:: Data provided ::

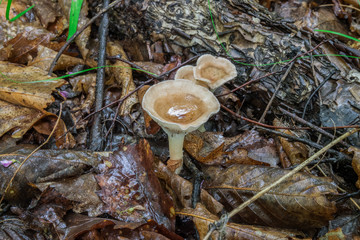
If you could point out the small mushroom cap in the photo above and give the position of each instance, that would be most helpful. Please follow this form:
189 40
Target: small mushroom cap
185 72
215 71
180 106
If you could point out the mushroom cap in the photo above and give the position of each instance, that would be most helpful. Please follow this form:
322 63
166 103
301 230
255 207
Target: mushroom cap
185 72
180 106
215 71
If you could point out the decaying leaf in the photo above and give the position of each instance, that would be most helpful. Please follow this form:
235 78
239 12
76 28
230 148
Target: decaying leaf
73 189
129 188
297 152
356 163
17 119
300 202
123 76
45 56
248 148
37 96
151 126
83 227
44 165
183 189
203 218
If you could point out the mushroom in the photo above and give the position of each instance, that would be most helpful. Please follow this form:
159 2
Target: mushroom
179 107
214 71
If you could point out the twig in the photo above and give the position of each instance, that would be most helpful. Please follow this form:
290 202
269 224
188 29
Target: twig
306 141
272 73
315 91
35 150
96 141
62 49
316 128
275 92
283 178
276 127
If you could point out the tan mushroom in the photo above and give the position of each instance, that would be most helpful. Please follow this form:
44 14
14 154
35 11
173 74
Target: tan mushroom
214 71
179 107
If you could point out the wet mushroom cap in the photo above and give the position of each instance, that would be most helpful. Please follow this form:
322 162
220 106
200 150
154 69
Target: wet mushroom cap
185 72
180 106
215 71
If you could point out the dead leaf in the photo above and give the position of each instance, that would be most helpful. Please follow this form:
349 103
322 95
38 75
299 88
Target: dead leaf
130 189
36 96
151 127
300 202
80 190
297 152
45 56
46 165
356 163
212 148
17 119
203 218
183 189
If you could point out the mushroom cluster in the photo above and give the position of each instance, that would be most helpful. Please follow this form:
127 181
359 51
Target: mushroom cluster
183 105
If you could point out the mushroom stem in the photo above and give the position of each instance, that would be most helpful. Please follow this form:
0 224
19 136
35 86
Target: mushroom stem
176 143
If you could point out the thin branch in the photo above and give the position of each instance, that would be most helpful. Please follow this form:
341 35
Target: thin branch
62 49
280 180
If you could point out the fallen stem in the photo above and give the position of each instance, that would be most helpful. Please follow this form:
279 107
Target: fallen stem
283 178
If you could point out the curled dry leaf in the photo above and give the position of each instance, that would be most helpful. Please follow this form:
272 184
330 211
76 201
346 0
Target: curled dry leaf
300 202
73 189
212 148
44 165
129 188
123 76
297 152
203 218
17 119
37 96
356 163
151 126
183 189
45 56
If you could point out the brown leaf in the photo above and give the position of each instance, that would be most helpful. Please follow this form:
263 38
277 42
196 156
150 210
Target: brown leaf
36 96
212 148
183 189
356 163
45 56
297 152
17 119
300 202
64 139
73 189
43 165
151 126
130 189
203 218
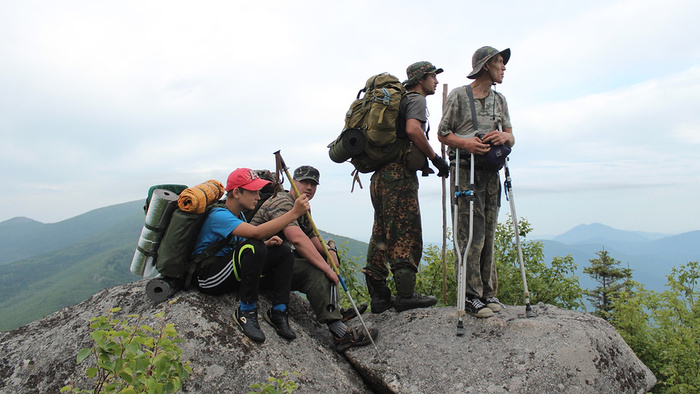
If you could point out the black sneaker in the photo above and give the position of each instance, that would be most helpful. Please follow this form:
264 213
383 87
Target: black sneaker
280 321
354 336
380 305
414 301
476 308
493 303
350 312
248 322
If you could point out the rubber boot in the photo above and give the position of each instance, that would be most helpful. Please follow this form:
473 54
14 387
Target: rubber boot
406 298
381 298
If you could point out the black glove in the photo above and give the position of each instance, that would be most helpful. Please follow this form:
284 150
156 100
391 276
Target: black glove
441 165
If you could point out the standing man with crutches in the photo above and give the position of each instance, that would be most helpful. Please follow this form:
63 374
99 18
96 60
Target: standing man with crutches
470 111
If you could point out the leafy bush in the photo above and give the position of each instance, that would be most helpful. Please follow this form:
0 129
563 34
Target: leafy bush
131 358
274 385
553 283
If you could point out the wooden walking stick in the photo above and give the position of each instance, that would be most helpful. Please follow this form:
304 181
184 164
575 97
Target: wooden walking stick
444 211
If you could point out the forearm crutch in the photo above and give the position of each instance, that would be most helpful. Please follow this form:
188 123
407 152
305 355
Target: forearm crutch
461 258
514 217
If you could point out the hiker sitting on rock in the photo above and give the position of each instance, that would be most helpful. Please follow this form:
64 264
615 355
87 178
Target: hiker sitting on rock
312 276
247 263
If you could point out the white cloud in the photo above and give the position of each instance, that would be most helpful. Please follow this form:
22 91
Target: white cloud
602 97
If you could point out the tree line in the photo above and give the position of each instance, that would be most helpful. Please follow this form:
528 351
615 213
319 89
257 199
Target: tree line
662 328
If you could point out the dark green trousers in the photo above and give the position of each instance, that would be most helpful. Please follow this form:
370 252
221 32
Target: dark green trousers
308 279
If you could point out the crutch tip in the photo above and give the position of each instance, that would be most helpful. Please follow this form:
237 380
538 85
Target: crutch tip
528 311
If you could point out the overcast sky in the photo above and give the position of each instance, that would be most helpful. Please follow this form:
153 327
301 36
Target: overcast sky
101 100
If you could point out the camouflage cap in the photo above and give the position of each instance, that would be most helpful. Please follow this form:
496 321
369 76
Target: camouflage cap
307 173
415 72
483 55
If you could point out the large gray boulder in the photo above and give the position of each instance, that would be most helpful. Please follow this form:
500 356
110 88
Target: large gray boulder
556 351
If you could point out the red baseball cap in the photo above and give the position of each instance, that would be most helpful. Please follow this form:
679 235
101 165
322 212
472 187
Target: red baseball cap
245 178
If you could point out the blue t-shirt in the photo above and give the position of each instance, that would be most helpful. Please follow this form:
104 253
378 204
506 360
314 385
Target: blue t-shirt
218 225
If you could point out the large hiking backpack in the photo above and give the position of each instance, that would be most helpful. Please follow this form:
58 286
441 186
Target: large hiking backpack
174 258
170 233
173 220
369 138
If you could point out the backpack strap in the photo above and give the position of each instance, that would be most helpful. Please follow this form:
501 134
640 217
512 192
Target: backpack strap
355 179
200 260
470 94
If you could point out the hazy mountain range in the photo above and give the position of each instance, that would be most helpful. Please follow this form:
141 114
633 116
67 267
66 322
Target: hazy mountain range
45 267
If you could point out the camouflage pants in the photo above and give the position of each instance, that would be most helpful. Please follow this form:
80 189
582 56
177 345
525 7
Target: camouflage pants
481 280
397 238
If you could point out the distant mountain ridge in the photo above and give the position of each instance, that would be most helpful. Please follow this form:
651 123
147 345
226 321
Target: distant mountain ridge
651 256
45 267
596 232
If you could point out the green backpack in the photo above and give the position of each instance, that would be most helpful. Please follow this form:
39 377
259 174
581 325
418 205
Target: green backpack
369 137
174 257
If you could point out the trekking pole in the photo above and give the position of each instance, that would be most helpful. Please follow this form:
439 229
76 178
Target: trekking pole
514 217
462 257
444 211
281 165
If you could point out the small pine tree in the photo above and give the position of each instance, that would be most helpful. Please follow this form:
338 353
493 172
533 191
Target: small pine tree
611 279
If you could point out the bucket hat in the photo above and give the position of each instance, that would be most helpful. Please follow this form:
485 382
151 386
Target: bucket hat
415 72
245 178
483 55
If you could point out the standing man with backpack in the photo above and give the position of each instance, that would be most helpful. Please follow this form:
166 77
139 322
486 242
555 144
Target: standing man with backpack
244 257
397 240
312 275
458 132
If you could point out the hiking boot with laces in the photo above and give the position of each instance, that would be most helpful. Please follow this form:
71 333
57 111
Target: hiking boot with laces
414 301
381 299
493 303
354 336
248 322
476 308
350 312
280 321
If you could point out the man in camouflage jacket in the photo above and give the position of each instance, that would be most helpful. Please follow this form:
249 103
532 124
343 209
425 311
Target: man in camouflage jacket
457 131
397 239
312 275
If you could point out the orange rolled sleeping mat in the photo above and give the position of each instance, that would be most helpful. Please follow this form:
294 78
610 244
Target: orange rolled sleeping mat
196 199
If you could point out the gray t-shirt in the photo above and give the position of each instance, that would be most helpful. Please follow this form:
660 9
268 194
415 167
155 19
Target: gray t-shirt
413 106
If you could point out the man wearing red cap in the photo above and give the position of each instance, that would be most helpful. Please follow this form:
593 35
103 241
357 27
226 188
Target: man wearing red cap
313 276
397 239
459 130
245 258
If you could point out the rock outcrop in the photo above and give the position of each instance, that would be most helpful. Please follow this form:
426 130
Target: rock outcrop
557 351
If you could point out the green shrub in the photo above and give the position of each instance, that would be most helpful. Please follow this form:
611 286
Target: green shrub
275 385
132 358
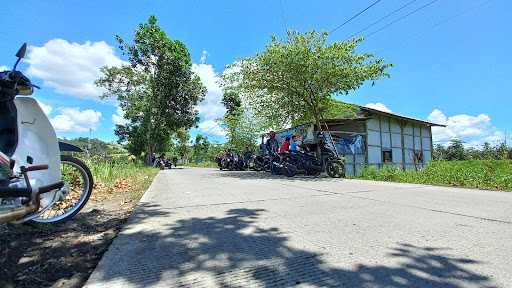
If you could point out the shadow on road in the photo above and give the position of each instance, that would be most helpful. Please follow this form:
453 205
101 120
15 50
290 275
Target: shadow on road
234 251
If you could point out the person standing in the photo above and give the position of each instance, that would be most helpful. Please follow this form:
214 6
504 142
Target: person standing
293 144
285 146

:::

Update the lines from the one with "If you could point out the person" through the end of the records, replacing "person standing" with "standing person" and leaving everything else as it is.

-- Response for this exercise --
If you could point out the standing person in the photo above and give the position of each instance, that would be most helpful. Please follow this form:
214 6
504 142
Target: standing person
293 144
285 146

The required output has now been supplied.